**Text**
Kirwan to Kaikōura: 'It's good to cry'

10:15 am on 25 November 2016

Ex-All Black Sir John Kirwan is urging people in earthquake-isolated Kaikōura to ask for help if they are struggling emotionally.

More than 100 people a day go to Kaikōura's recovery assistance centre, for help with food, services and to share stories.

Sir John, a mental health ambassador, talked to residents yesterday telling them it was OK not to feel the best.

View RNZ's full coverage of the earthquakes here.

"You are strong, you are resilient. Keep looking after yourselves and find joy in the little things," he told the crowd.

John Kirwan in Kaikoura to talk to residents about mental health at the public meeting.

Ex-All Black John Kirwan talked to residents about mental health at a public meeting in Kaikōura. Photo: RNZ / Rebekah Parsons-King

He said there were extra resources at the hospital.

"A lot of people start to get worried about their anxiety and fear.

"It's about normalising it instead of trying to bottle it up - it's good to cry, good to hug, good to talk about it - especially with the kids."

Penny Betts runs a store on Kaikōura's main street. She said the last week had been overwhelming.

''Red Cross have just been in here to help me clean up my shop. It's the first time I've been in it because I couldn't face it.

"I'm just trying not to get angry and impatient to wait for the insurance things to kick in. I know it's going to take time.

"I'm scared and worried - it's my family's future."

She would seek help if she felt bogged down with stress.

The Red Cross has sent a psycho-social support team to help people.

Team member Sarah Gribbin said simple things like hugging could brighten someone's day.

**Extracted data**
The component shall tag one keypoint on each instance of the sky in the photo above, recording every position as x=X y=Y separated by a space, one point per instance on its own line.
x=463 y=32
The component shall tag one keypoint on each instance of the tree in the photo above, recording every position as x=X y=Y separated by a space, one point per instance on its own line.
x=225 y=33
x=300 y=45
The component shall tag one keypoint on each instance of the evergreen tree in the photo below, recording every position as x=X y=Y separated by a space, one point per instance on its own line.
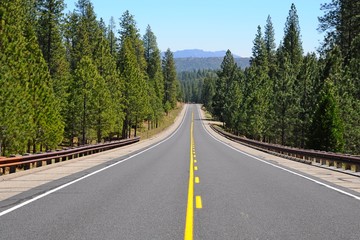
x=49 y=35
x=292 y=51
x=341 y=25
x=170 y=81
x=134 y=93
x=15 y=117
x=327 y=131
x=227 y=94
x=154 y=72
x=258 y=90
x=309 y=90
x=284 y=98
x=111 y=37
x=208 y=92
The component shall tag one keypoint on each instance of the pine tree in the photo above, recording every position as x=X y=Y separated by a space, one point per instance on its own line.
x=258 y=90
x=154 y=72
x=225 y=76
x=327 y=130
x=309 y=88
x=134 y=95
x=341 y=25
x=49 y=36
x=284 y=98
x=112 y=38
x=292 y=51
x=208 y=92
x=15 y=117
x=170 y=81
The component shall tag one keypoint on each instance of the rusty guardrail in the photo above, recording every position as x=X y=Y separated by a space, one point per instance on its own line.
x=14 y=164
x=314 y=157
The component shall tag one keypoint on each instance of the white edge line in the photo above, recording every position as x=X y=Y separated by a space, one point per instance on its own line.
x=276 y=166
x=93 y=173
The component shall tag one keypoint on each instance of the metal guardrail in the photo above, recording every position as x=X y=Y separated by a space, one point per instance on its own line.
x=335 y=161
x=20 y=163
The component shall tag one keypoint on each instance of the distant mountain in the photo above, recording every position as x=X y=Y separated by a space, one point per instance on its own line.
x=198 y=53
x=214 y=63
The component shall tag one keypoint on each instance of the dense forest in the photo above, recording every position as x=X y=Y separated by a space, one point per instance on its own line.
x=287 y=97
x=213 y=63
x=73 y=79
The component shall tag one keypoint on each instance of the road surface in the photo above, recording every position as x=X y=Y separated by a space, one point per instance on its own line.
x=189 y=186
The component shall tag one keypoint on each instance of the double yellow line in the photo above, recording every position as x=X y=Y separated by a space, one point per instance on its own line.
x=189 y=224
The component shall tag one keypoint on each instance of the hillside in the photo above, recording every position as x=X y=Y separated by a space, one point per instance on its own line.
x=198 y=53
x=213 y=63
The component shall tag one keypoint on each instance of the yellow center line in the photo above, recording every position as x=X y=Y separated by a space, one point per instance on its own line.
x=197 y=180
x=198 y=202
x=189 y=226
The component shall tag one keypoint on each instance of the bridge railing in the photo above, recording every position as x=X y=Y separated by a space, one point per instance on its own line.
x=20 y=163
x=314 y=157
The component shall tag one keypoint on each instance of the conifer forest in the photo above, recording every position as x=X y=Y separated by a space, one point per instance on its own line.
x=73 y=79
x=288 y=97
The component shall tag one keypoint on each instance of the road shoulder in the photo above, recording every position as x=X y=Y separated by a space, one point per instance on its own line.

**Required work**
(A) According to the Kaikōura article, how many people a day go to the town's recovery assistance centre?
(B) Rewrite the Kaikōura article between "Ex-All Black Sir" and "the public meeting.", inclusive, changing "resilient" to "tough".
(C) In the Kaikōura article, why had Penny Betts not gone into her shop before the Red Cross came to help her clean it up?

**Solutions for each task**
(A) More than 100 people a day.

(B)
Ex-All Black Sir John Kirwan is urging people in earthquake-isolated Kaikōura to ask for help if they are struggling emotionally.

More than 100 people a day go to Kaikōura's recovery assistance centre, for help with food, services and to share stories.

Sir John, a mental health ambassador, talked to residents yesterday telling them it was OK not to feel the best.

View RNZ's full coverage of the earthquakes here.

"You are strong, you are tough. Keep looking after yourselves and find joy in the little things," he told the crowd.

John Kirwan in Kaikoura to talk to residents about mental health at the public meeting.

(C) She had not gone in because she couldn't face it.